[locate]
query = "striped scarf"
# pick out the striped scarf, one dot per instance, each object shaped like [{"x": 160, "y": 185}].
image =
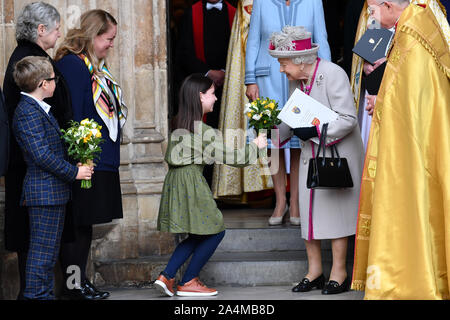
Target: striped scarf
[{"x": 107, "y": 94}]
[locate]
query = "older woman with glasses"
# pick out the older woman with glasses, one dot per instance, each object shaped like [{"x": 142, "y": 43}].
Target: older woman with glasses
[
  {"x": 324, "y": 213},
  {"x": 37, "y": 30}
]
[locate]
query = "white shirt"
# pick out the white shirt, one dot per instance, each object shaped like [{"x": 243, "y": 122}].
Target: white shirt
[{"x": 45, "y": 106}]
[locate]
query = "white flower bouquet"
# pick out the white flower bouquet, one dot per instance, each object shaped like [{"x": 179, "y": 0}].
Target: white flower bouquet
[{"x": 262, "y": 114}]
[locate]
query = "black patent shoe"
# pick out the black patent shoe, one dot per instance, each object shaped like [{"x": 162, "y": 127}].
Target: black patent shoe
[
  {"x": 305, "y": 285},
  {"x": 94, "y": 291},
  {"x": 333, "y": 287},
  {"x": 79, "y": 294}
]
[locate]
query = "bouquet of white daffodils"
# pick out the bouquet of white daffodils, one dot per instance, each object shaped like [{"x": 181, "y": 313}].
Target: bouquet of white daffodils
[
  {"x": 84, "y": 141},
  {"x": 262, "y": 114}
]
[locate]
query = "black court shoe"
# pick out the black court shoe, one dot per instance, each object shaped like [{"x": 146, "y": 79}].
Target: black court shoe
[
  {"x": 305, "y": 285},
  {"x": 94, "y": 291},
  {"x": 333, "y": 287}
]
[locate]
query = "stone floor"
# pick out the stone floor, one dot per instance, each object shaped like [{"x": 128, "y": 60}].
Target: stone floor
[{"x": 236, "y": 293}]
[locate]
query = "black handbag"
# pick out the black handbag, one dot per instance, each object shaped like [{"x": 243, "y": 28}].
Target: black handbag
[{"x": 328, "y": 173}]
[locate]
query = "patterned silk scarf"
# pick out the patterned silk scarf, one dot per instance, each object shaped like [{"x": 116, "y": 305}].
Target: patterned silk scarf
[{"x": 108, "y": 98}]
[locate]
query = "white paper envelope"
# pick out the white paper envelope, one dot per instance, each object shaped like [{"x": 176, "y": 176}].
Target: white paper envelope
[{"x": 303, "y": 111}]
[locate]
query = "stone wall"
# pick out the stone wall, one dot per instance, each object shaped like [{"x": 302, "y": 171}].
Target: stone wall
[{"x": 139, "y": 62}]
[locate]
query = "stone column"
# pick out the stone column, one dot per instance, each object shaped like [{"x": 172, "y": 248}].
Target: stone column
[{"x": 139, "y": 62}]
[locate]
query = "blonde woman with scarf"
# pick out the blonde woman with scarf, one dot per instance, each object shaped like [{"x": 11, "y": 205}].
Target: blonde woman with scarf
[{"x": 95, "y": 95}]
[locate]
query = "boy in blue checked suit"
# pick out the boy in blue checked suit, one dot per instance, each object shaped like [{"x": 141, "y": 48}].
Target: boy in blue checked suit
[{"x": 47, "y": 184}]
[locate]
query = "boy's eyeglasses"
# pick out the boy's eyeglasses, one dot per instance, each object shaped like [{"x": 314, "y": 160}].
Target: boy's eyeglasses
[
  {"x": 371, "y": 9},
  {"x": 56, "y": 78}
]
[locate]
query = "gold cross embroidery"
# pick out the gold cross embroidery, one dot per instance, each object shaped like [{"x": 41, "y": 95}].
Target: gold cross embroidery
[{"x": 395, "y": 57}]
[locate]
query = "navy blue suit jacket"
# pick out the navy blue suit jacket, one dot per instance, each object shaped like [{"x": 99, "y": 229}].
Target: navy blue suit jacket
[{"x": 49, "y": 175}]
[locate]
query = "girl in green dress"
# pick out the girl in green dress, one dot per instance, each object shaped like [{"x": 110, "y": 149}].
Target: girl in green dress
[{"x": 187, "y": 205}]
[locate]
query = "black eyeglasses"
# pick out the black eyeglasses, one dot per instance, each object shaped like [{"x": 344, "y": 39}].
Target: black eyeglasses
[{"x": 56, "y": 78}]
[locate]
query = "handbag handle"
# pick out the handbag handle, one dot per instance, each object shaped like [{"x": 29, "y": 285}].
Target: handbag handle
[{"x": 322, "y": 145}]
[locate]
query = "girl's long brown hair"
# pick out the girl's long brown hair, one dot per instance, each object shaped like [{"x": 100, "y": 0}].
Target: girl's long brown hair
[
  {"x": 190, "y": 107},
  {"x": 93, "y": 23}
]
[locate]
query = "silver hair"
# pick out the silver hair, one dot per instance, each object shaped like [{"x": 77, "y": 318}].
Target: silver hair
[
  {"x": 306, "y": 59},
  {"x": 32, "y": 16}
]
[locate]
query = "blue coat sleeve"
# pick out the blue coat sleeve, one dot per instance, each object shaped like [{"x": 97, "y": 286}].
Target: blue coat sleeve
[
  {"x": 320, "y": 31},
  {"x": 78, "y": 80},
  {"x": 32, "y": 138},
  {"x": 253, "y": 43}
]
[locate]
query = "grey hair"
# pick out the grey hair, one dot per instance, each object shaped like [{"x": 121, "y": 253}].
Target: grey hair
[
  {"x": 32, "y": 16},
  {"x": 306, "y": 59}
]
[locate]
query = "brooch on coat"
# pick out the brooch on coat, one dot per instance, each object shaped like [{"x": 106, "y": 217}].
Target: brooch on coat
[{"x": 319, "y": 79}]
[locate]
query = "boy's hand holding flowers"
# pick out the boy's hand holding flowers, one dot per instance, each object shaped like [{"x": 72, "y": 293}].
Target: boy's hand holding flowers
[{"x": 84, "y": 141}]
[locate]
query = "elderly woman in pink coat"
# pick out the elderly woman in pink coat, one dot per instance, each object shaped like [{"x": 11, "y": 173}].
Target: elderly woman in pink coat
[{"x": 324, "y": 213}]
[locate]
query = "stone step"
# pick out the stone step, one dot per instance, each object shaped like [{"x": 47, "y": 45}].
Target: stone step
[
  {"x": 265, "y": 240},
  {"x": 224, "y": 268},
  {"x": 261, "y": 268}
]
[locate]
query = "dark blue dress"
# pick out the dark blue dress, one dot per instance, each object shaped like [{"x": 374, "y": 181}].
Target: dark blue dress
[{"x": 103, "y": 202}]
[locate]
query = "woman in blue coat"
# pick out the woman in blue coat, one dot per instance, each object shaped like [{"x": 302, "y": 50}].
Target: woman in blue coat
[
  {"x": 95, "y": 95},
  {"x": 263, "y": 78}
]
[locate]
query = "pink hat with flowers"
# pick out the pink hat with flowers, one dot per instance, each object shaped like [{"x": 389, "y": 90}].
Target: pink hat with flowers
[{"x": 292, "y": 42}]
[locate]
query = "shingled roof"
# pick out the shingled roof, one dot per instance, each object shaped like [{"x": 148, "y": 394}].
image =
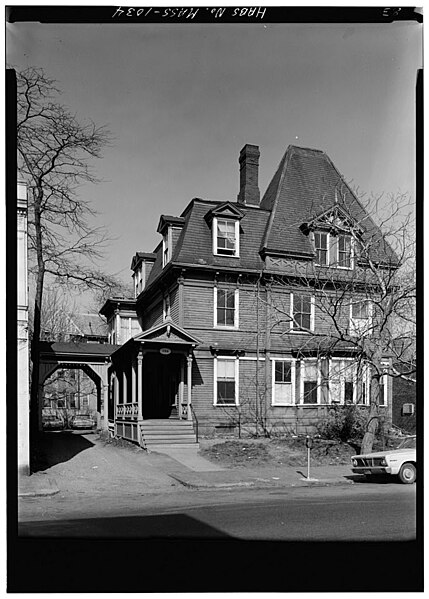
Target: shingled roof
[{"x": 305, "y": 186}]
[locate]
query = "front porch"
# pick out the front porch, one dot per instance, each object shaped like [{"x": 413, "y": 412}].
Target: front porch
[{"x": 151, "y": 380}]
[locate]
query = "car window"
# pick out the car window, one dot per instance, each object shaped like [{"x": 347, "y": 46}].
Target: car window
[{"x": 409, "y": 443}]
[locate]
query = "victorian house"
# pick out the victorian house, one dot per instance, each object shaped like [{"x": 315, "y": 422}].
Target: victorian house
[{"x": 245, "y": 313}]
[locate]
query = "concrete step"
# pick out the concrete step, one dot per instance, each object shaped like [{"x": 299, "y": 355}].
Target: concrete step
[
  {"x": 161, "y": 446},
  {"x": 189, "y": 438}
]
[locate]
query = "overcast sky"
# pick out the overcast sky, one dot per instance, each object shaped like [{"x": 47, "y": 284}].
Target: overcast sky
[{"x": 182, "y": 100}]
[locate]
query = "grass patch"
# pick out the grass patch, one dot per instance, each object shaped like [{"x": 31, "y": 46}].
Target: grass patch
[{"x": 277, "y": 452}]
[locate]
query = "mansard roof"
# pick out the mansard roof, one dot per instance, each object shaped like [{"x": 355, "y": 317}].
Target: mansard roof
[
  {"x": 194, "y": 244},
  {"x": 306, "y": 189},
  {"x": 166, "y": 220},
  {"x": 225, "y": 209},
  {"x": 140, "y": 256},
  {"x": 305, "y": 186}
]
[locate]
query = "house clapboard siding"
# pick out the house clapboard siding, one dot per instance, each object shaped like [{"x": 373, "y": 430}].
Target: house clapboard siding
[{"x": 258, "y": 257}]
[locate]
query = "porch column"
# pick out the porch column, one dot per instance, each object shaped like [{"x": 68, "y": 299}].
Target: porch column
[
  {"x": 124, "y": 386},
  {"x": 189, "y": 413},
  {"x": 105, "y": 423},
  {"x": 140, "y": 386},
  {"x": 115, "y": 394},
  {"x": 181, "y": 387},
  {"x": 133, "y": 381}
]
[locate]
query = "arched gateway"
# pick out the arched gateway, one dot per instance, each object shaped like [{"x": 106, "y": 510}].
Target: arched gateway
[{"x": 92, "y": 358}]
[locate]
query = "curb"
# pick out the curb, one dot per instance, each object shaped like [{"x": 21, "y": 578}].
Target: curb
[
  {"x": 257, "y": 484},
  {"x": 48, "y": 488}
]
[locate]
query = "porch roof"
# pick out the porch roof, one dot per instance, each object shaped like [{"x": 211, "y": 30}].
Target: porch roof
[{"x": 166, "y": 334}]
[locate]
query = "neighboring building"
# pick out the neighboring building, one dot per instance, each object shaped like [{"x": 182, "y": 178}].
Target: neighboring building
[
  {"x": 69, "y": 391},
  {"x": 23, "y": 342},
  {"x": 224, "y": 316}
]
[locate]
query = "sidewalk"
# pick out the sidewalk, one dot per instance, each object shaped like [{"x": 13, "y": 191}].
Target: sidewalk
[
  {"x": 97, "y": 470},
  {"x": 196, "y": 472}
]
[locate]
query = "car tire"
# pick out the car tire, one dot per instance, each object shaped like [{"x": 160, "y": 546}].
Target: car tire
[{"x": 407, "y": 474}]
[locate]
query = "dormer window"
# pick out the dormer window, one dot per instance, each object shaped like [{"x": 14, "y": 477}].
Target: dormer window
[
  {"x": 344, "y": 246},
  {"x": 166, "y": 247},
  {"x": 226, "y": 241},
  {"x": 321, "y": 248},
  {"x": 332, "y": 249},
  {"x": 224, "y": 221},
  {"x": 138, "y": 281}
]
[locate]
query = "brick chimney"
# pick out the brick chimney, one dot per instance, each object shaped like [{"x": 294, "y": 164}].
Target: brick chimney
[{"x": 249, "y": 169}]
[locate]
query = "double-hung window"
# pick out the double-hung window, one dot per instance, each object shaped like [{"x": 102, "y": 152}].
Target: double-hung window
[
  {"x": 331, "y": 249},
  {"x": 283, "y": 390},
  {"x": 226, "y": 237},
  {"x": 226, "y": 307},
  {"x": 302, "y": 312},
  {"x": 321, "y": 248},
  {"x": 344, "y": 247},
  {"x": 361, "y": 317},
  {"x": 226, "y": 381},
  {"x": 309, "y": 381},
  {"x": 166, "y": 247}
]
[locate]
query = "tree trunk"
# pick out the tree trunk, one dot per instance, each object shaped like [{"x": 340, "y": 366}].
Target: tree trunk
[
  {"x": 35, "y": 342},
  {"x": 373, "y": 417}
]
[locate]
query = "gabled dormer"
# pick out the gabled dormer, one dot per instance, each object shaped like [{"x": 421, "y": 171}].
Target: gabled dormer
[
  {"x": 334, "y": 235},
  {"x": 141, "y": 265},
  {"x": 170, "y": 228},
  {"x": 224, "y": 221}
]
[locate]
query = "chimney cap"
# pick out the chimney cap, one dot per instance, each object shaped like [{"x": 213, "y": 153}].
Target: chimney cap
[{"x": 249, "y": 149}]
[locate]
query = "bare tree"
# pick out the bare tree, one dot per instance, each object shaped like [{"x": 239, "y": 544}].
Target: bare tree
[
  {"x": 366, "y": 305},
  {"x": 55, "y": 152}
]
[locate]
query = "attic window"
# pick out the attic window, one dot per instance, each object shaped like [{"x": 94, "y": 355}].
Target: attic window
[
  {"x": 335, "y": 250},
  {"x": 226, "y": 236},
  {"x": 166, "y": 247}
]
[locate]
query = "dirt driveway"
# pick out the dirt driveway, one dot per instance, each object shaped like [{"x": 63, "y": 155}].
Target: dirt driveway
[{"x": 84, "y": 465}]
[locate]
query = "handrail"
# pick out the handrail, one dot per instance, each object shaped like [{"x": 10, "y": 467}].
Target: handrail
[{"x": 196, "y": 420}]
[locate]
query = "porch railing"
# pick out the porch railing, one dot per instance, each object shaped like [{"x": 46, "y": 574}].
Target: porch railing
[
  {"x": 196, "y": 420},
  {"x": 127, "y": 409}
]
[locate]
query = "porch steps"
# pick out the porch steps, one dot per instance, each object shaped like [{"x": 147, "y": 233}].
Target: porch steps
[{"x": 169, "y": 432}]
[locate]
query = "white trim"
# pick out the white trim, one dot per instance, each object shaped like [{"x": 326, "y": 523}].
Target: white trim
[
  {"x": 273, "y": 381},
  {"x": 236, "y": 324},
  {"x": 338, "y": 252},
  {"x": 361, "y": 326},
  {"x": 312, "y": 314},
  {"x": 236, "y": 222},
  {"x": 236, "y": 375}
]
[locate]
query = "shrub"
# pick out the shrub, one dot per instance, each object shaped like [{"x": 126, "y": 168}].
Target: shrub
[{"x": 343, "y": 423}]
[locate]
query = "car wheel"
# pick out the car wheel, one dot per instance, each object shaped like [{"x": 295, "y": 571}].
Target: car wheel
[{"x": 407, "y": 473}]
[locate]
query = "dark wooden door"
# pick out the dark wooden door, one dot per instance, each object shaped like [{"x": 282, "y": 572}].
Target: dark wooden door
[{"x": 160, "y": 384}]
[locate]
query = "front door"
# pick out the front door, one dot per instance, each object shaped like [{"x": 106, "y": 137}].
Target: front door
[{"x": 161, "y": 376}]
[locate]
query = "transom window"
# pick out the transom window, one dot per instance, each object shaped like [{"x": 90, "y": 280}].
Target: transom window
[
  {"x": 226, "y": 381},
  {"x": 302, "y": 311},
  {"x": 226, "y": 307}
]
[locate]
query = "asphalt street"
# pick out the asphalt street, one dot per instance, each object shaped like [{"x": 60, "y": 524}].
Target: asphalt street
[{"x": 356, "y": 513}]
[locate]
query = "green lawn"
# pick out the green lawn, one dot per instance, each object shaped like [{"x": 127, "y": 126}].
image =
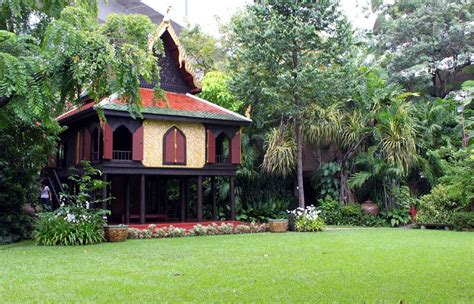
********************
WHAT YOU HAVE TO DO -> Report every line in the rows above that contains the string "handbag", treating uppercase and lowercase as different.

FULL RESPONSE ->
query = "black handbag"
# pick out the black handbag, one dot per instance, each object shaped like [{"x": 243, "y": 28}].
Target: black handbag
query = "handbag handle"
# pick out the handbag handle, one dot per instance, each object shaped like [{"x": 29, "y": 285}].
Target: handbag handle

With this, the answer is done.